■ Exercise passage:
|---|
Initially, Zuckerman paid plaintiff with a personal check. Thereafter, he began to pay his residential staff, including the plaintiff, through the Boston Properties payroll. The plaintiff subsequently received her paychecks from U.S. News. Zuckerman asserted that the decision to pay household staff from corporate accounts was an administrative decision and that he personally reimbursed Boston Properties and U.S. News for his residence staff’s salaries.

At some point, the plaintiff informed Osborne that she was pregnant and would need to take maternity leave. The plaintiff subsequently requested, and was granted, eight weeks’ maternity leave from U.S. News under its family leave policy. The Plaintiff asked whether she could live in Zuckerman’s residence with her newborn child when she returned to work but Zuckerman denied her request and she never returned to work. The plaintiff thereafter brought suit against U.S. News and Zuckerman to recover overtime pay under the Fair Labor Standards Act (FLSA) and the New York State Labor Law.

The defendants moved for summary judgment, contending that the plaintiff was a domestic employee and was precluded from recovering overtime compensation by the FLSA’s exception for domestic servants. The court, however, rejected this argument.

Under the FLSA, most workers are entitled to receive overtime compensation of one-and-one-half times their regular hourly rate for each hour worked in excess of 40 hours per week. However, the court noted, this provision does not apply to statutory exceptions or exemptions such as “any employee who is employed in domestic service in a household and who resides in such household.” The term “domestic service” is defined as “services of a household nature performed by an employee in or about a private home (permanent or temporary) of the person by whom he or she is employed … The term includes, but is not limited to, employees such as cooks, waiters, butlers, valets, maids, housekeepers, governesses, nurses, janitors, laundresses, caretakers, handymen, gardeners, footmen, grooms, and chauffeurs.”
|---|
■ Material supplied:

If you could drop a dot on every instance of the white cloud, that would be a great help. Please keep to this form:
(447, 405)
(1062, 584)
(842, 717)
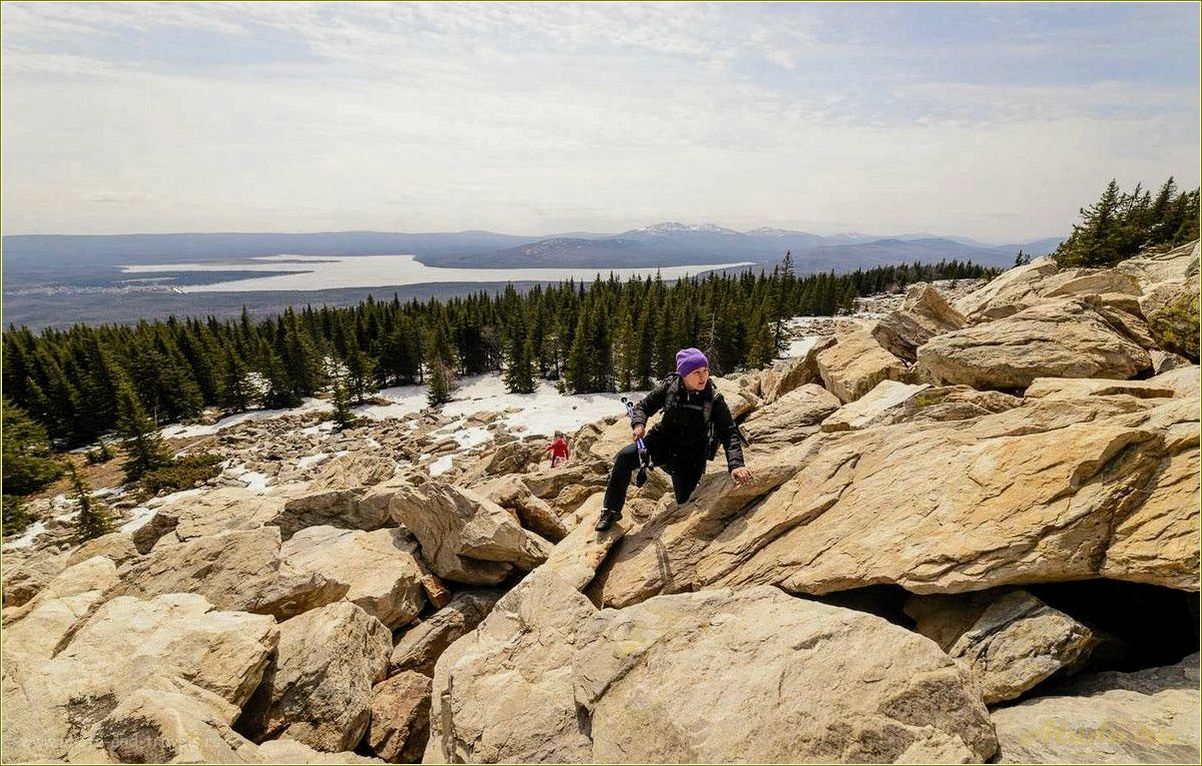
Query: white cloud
(536, 118)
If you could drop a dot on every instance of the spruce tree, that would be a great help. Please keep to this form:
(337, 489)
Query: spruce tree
(28, 464)
(143, 446)
(344, 416)
(93, 518)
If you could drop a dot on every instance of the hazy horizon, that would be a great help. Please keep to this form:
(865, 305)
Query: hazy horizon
(991, 122)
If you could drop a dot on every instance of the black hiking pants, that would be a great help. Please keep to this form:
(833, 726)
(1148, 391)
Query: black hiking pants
(685, 471)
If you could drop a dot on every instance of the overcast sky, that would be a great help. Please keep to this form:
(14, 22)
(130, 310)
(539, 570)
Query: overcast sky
(997, 122)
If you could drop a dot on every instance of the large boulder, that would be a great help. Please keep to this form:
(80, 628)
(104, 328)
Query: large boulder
(236, 570)
(345, 509)
(464, 536)
(191, 516)
(534, 512)
(352, 471)
(792, 416)
(117, 546)
(697, 676)
(856, 363)
(1007, 294)
(1054, 490)
(123, 651)
(420, 646)
(1144, 717)
(24, 577)
(660, 554)
(1158, 541)
(1060, 338)
(1010, 640)
(380, 570)
(319, 688)
(36, 627)
(400, 718)
(789, 374)
(923, 314)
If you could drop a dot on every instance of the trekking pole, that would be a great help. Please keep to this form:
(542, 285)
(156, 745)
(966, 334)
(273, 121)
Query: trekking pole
(644, 458)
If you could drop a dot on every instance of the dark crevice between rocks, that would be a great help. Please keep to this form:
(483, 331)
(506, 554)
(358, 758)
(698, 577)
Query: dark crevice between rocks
(884, 600)
(1142, 625)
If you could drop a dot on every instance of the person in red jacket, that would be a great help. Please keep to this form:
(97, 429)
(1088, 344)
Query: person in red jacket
(558, 449)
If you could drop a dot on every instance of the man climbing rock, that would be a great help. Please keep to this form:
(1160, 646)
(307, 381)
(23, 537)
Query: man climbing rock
(695, 421)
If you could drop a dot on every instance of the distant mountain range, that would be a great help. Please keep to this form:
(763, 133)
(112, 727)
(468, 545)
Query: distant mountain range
(55, 280)
(40, 257)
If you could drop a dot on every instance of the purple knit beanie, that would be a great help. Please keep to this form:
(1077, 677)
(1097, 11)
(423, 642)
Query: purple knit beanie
(689, 360)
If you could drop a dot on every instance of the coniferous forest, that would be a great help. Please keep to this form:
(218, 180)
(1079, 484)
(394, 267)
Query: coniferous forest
(85, 381)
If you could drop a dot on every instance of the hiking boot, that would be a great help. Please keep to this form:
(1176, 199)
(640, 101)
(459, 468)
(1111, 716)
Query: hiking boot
(607, 518)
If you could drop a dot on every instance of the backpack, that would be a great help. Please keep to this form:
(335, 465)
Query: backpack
(712, 440)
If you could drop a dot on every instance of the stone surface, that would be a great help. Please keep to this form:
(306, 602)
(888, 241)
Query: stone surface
(420, 646)
(790, 374)
(1010, 640)
(464, 536)
(319, 688)
(1060, 338)
(697, 677)
(351, 471)
(534, 512)
(36, 627)
(882, 405)
(234, 570)
(660, 554)
(379, 570)
(791, 417)
(173, 642)
(332, 508)
(117, 546)
(1034, 497)
(24, 579)
(1146, 717)
(1078, 387)
(856, 363)
(1007, 294)
(923, 314)
(400, 718)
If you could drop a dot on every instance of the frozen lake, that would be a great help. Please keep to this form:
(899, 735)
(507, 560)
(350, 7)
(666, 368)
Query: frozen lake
(380, 271)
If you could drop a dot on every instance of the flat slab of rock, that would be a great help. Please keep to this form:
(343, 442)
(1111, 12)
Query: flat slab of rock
(1146, 717)
(420, 647)
(882, 405)
(1060, 338)
(698, 676)
(319, 688)
(400, 718)
(1029, 494)
(792, 416)
(345, 509)
(1010, 640)
(856, 363)
(379, 569)
(464, 536)
(236, 570)
(126, 647)
(1078, 387)
(923, 314)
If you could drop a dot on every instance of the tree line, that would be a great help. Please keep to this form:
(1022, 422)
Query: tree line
(83, 381)
(1120, 225)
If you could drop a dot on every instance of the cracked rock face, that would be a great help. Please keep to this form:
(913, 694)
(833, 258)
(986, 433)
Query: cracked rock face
(548, 677)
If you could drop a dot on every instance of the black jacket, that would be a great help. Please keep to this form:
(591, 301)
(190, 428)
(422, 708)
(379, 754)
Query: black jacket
(682, 431)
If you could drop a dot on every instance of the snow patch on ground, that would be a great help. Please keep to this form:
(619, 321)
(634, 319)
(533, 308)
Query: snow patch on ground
(441, 465)
(27, 538)
(311, 459)
(184, 432)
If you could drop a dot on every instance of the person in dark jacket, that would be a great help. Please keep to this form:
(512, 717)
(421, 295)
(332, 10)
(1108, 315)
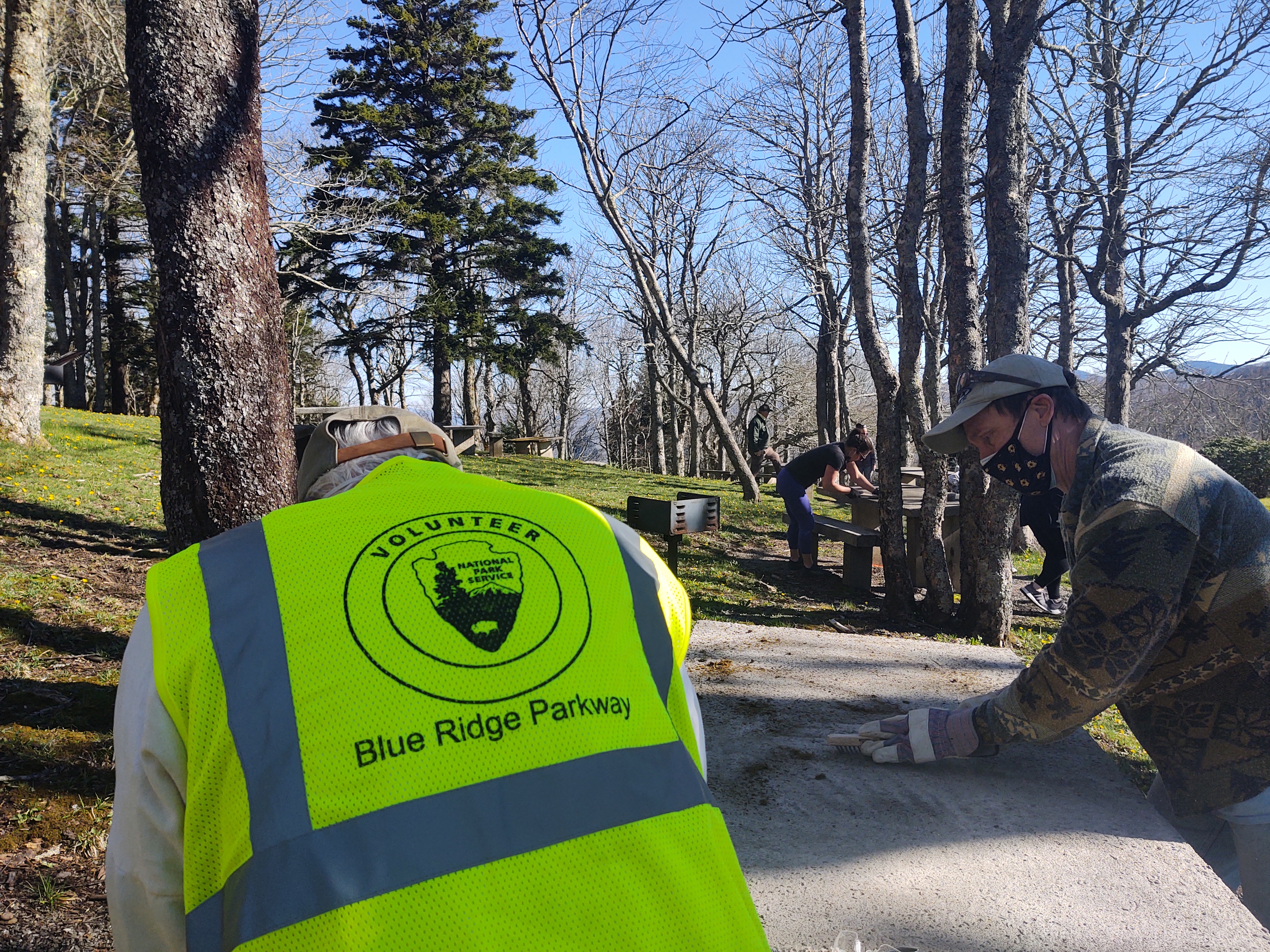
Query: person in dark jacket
(759, 441)
(1041, 516)
(871, 460)
(822, 464)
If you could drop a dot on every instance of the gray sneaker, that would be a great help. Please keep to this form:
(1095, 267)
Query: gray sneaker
(1038, 596)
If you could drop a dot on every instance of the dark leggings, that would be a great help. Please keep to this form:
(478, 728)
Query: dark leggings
(802, 534)
(1051, 539)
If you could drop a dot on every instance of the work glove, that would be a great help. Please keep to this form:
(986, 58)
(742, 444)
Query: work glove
(919, 737)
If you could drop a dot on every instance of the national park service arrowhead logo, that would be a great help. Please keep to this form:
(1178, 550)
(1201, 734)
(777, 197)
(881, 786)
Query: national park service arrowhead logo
(476, 590)
(471, 606)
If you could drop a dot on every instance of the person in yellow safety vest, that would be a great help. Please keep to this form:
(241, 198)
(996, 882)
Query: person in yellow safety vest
(421, 710)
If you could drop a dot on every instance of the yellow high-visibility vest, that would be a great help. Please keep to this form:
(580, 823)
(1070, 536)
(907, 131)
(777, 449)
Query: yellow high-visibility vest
(440, 713)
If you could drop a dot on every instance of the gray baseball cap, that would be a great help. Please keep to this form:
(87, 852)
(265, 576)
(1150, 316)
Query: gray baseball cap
(324, 453)
(1006, 376)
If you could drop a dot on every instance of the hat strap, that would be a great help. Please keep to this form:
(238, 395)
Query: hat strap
(403, 441)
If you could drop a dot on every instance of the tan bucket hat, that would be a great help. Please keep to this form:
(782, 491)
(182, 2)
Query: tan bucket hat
(1006, 376)
(324, 454)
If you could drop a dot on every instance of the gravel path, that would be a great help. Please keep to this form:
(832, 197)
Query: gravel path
(1039, 849)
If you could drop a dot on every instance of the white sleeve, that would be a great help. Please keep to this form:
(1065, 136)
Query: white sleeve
(145, 854)
(690, 695)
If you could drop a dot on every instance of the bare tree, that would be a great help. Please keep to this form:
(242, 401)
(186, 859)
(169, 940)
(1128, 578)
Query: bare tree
(23, 144)
(590, 60)
(794, 117)
(1179, 188)
(914, 318)
(891, 414)
(195, 78)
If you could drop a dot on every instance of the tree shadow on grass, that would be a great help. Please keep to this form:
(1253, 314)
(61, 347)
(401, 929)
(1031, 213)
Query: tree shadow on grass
(57, 529)
(57, 736)
(68, 639)
(67, 705)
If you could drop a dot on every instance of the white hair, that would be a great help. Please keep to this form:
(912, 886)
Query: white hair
(345, 477)
(354, 433)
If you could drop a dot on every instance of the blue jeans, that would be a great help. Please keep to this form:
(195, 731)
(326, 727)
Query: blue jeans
(802, 534)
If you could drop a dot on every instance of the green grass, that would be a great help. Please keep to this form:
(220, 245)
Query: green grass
(82, 524)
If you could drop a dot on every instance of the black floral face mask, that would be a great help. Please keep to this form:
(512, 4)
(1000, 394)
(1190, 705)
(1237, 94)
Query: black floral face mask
(1020, 470)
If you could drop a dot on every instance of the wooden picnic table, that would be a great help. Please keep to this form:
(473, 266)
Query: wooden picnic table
(912, 477)
(867, 513)
(543, 446)
(464, 439)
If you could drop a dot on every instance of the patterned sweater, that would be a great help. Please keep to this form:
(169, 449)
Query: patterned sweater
(1169, 620)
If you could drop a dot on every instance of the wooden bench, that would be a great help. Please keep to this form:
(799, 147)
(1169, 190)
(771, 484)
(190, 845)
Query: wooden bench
(858, 546)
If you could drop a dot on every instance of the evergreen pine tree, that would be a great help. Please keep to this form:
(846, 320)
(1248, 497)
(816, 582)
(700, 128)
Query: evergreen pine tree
(429, 183)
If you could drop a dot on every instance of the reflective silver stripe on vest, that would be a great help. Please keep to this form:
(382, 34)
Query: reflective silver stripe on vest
(297, 873)
(247, 634)
(658, 648)
(401, 846)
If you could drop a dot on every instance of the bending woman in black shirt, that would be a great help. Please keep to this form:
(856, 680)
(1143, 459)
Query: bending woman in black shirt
(822, 464)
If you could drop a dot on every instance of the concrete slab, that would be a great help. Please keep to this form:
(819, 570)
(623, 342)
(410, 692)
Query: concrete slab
(1039, 849)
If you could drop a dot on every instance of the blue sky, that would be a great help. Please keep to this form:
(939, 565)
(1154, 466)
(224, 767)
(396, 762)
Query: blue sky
(694, 30)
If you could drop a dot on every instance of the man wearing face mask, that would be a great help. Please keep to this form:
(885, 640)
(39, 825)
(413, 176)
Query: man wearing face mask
(1169, 616)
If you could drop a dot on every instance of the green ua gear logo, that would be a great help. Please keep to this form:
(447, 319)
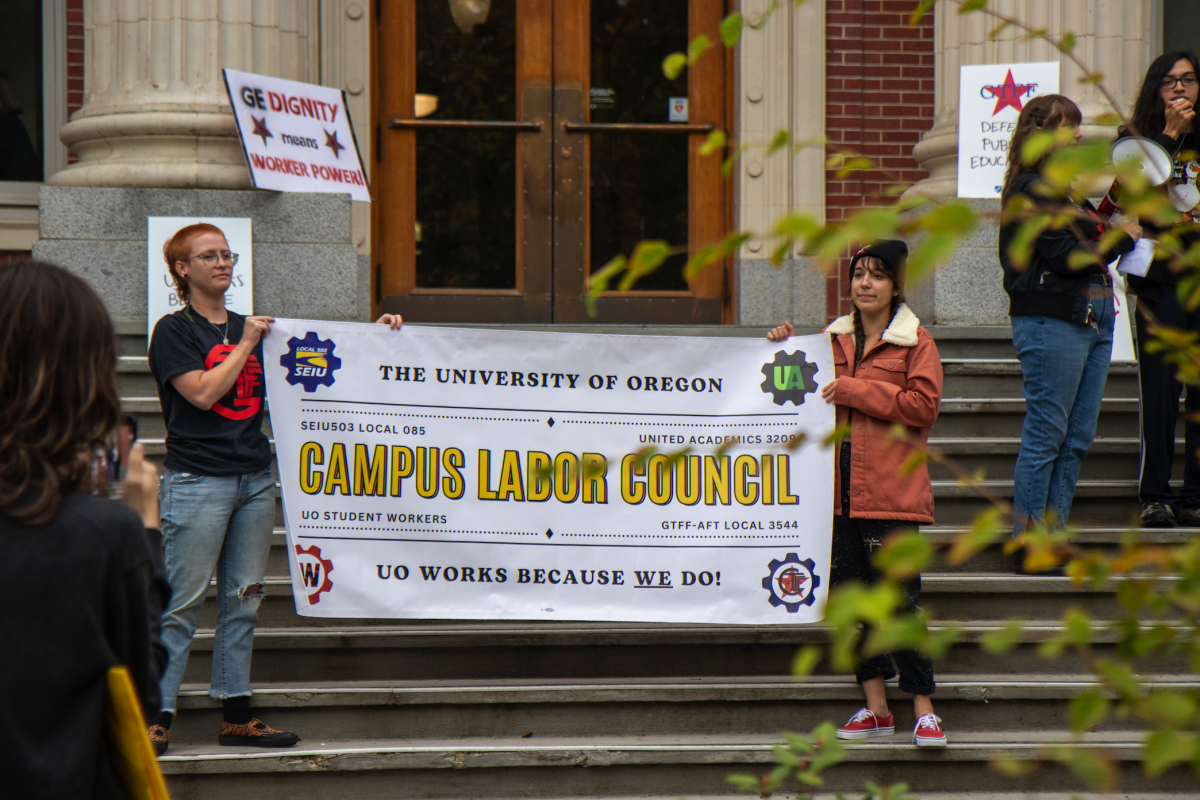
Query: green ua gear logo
(790, 378)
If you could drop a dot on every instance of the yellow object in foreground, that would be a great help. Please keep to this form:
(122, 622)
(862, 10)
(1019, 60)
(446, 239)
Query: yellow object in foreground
(125, 728)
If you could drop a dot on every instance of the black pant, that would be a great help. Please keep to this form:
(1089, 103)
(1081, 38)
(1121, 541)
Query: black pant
(1159, 394)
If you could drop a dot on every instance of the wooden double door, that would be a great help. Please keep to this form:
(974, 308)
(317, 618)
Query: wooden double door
(521, 144)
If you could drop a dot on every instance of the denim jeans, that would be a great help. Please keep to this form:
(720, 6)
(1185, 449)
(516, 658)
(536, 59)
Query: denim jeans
(222, 524)
(1065, 366)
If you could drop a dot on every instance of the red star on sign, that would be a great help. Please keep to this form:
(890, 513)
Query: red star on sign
(261, 128)
(333, 144)
(1008, 94)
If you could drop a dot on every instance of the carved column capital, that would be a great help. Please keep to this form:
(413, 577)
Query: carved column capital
(155, 109)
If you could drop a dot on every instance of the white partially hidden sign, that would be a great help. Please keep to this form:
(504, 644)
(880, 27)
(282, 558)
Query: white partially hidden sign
(297, 137)
(161, 298)
(990, 98)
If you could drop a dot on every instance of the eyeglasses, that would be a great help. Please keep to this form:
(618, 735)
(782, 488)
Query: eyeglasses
(213, 259)
(1189, 79)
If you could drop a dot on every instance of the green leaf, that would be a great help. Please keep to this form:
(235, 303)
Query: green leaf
(805, 661)
(648, 254)
(1037, 146)
(921, 11)
(600, 281)
(853, 166)
(781, 140)
(1165, 749)
(731, 29)
(1087, 710)
(715, 140)
(673, 65)
(1002, 639)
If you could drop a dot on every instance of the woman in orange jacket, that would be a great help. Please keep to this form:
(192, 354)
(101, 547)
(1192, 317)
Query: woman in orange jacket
(887, 372)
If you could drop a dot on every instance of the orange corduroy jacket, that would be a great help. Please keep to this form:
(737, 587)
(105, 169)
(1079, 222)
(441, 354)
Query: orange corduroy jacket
(898, 382)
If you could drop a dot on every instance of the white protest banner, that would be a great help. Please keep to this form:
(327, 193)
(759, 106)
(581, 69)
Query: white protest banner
|---|
■ Task 1:
Summarize the passage on the plaintiff's overtime lawsuit against Zuckerman and U.S. News in two sentences.
■ Task 2:
Please list every source from which, according to the passage on the overtime lawsuit, the plaintiff received her pay.
■ Task 3:
Pick up the passage on the plaintiff's overtime lawsuit against Zuckerman and U.S. News and continue it from its final sentence.

■ Task output 1:
The plaintiff, first paid by Zuckerman's personal check and later through the Boston Properties payroll and then U.S. News, took maternity leave, was refused permission to live in Zuckerman's residence with her newborn, never returned to work, and sued both defendants for overtime pay under the FLSA and the New York State Labor Law. The defendants sought summary judgment on the ground that the FLSA's exception for domestic servants barred her claim, but the court rejected this argument.

■ Task output 2:
- Zuckerman's personal check
- the Boston Properties payroll
- U.S. News

■ Task output 3:
The court noted that although the plaintiff devoted substantial time to domestic functions such as walking Zuckerman’s dog, making beds, and polishing silver, the plaintiff had also offered evidence that she also performed clerical duties such as acting as Zuckerman’s receptionist by answering his phones, recording messages for him, keeping files of those messages, and confirming his schedule.

In ruling on the defendants’ motion for summary judgment, the court noted that all reasonable inferences had to be drawn in the plaintiff’s favor. The court then found that material issues of fact existed as to whether plaintiff had been employed exclusively in a domestic capacity, and denied the defendants’ motion for summary judgment based on the FLSA’s domestic service exemption. [Astudillo v. US News & World Report, 2004 U.S. Dist. Lexis 18685 (S.D.N.Y. Sept. 17, 2004).]

Comment: An employee’s performance of both exempt and non-exempt activities during the same work week may result in the loss of an exemption from overtime pay requirements that would otherwise apply. See, e.g., McCune v. Oregon Sr. Servs. Div., 894 F.2d 1107 (9th Cir. 1990). Indeed, several courts have held where employees are engaged in both exempt and non-exempt work during the same work-week, the overtime requirements of the FLSA apply to all work performed during that week. See, e.g., Adkins v. Mid-Am. Growers, Inc., 831 F. Supp. 642 (N.D. Ill. 1993); Marshall v. Intraworld Commodities Corp., 1980 U.S. Dist. Lexis 13325 (E.D.N.Y. June 9, 1980).